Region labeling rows
= = = = = = =

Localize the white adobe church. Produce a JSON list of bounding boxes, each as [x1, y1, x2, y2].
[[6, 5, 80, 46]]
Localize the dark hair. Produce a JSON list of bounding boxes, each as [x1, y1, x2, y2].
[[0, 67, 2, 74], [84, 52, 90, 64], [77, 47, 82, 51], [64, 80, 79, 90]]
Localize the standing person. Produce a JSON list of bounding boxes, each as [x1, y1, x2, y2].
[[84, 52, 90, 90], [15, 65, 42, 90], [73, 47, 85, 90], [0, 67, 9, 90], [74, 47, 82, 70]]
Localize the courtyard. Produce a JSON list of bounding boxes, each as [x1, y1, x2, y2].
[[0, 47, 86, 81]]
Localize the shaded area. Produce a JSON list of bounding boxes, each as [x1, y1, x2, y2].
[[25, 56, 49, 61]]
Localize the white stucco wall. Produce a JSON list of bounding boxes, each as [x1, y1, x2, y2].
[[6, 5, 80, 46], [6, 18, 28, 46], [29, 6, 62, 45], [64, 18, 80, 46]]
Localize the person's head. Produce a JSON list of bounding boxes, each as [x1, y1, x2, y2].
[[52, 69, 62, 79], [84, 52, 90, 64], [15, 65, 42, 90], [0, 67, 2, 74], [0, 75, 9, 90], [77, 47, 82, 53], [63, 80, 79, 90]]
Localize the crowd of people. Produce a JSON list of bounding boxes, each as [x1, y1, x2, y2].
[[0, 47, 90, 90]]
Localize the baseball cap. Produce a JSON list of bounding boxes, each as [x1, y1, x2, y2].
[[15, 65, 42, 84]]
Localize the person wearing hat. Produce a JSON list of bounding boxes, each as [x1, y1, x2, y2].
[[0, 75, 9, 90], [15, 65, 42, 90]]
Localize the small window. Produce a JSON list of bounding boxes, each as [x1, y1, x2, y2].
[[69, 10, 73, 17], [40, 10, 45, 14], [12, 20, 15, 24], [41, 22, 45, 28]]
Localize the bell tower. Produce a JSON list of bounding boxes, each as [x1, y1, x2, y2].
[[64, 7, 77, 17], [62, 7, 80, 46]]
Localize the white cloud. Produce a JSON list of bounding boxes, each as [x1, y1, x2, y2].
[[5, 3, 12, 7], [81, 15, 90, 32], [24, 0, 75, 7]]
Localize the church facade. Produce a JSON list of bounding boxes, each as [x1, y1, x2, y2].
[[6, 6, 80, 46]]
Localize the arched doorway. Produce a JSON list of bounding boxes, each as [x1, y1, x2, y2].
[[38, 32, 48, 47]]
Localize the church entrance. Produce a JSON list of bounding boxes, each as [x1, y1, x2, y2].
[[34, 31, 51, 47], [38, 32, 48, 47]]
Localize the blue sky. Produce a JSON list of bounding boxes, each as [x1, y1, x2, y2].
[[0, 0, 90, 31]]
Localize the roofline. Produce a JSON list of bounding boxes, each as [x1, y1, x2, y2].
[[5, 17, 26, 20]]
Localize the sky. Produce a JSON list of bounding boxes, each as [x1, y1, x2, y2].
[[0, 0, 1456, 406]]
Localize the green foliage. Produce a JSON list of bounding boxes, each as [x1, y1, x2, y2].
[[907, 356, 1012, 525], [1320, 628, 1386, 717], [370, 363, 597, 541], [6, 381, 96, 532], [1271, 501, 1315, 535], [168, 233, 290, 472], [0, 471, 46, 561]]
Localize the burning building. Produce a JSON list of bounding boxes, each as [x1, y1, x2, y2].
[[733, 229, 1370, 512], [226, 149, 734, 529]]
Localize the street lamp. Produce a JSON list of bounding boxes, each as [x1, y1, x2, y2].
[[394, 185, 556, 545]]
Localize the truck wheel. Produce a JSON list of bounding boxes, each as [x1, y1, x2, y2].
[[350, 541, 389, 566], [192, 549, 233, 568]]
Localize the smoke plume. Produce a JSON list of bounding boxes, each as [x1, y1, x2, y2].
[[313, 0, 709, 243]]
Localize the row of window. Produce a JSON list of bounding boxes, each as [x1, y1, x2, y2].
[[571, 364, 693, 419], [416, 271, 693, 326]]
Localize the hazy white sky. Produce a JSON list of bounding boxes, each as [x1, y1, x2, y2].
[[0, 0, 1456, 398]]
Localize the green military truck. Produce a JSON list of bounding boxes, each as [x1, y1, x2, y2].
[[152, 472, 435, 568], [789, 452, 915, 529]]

= = = = = = =

Can you update the rows starting at the line containing "Localize the person wearing" and ending at the line containing "471, 46, 561]]" by swapping "church" for "chapel" and keeping everything else the same?

Localize the person wearing hat. Produce a JSON list of bounding boxes, each as [x1, y1, x2, y2].
[[0, 75, 9, 90], [15, 65, 42, 90]]
Localize the small window. Produce a JSON list of bounding boxes, each as [x1, y1, x2, y2].
[[69, 10, 73, 17], [40, 10, 45, 14], [12, 20, 15, 24], [41, 22, 45, 28]]
Localize the bell tower. Produce a JSON list of bounding boxes, each as [x1, y1, x2, y2].
[[64, 7, 77, 17], [62, 7, 80, 46]]
Localize the white cloud. Produce a JSON list of bounding boxes, each as [x1, y1, x2, y2].
[[5, 3, 12, 7], [81, 15, 90, 32], [24, 0, 75, 7]]
Localize the chapel facade. Produce a JSON list of bounding boxes, each as [x1, y1, x2, y2].
[[6, 6, 80, 46]]
Localize the arched doorway. Produce a JSON list of bounding boxes, each as [x1, y1, x2, y2].
[[38, 32, 48, 47]]
Localize the chapel entrance. Produce a JSON list of bounding boxes, each as [x1, y1, x2, y2].
[[34, 31, 51, 47], [38, 32, 48, 47]]
Localize the blue sky. Produce a JSON list of bounding boxes, each as [x1, y1, x2, y2].
[[0, 0, 90, 31]]
Localize the roofline. Produce a JSON list of bounding boxes, each as [x1, y1, x2, y2].
[[5, 17, 26, 20]]
Localize the sky. Produce a JSON list of bounding boxes, each as [x1, y1, x2, y2].
[[0, 0, 1456, 406]]
Localize the green foliage. Produce a JSON list of bounding boxes, each as [x1, y1, x2, y2].
[[907, 356, 1012, 525], [1320, 628, 1386, 717], [370, 363, 597, 541], [6, 381, 96, 532], [1271, 501, 1315, 535], [168, 233, 290, 472], [0, 471, 46, 561]]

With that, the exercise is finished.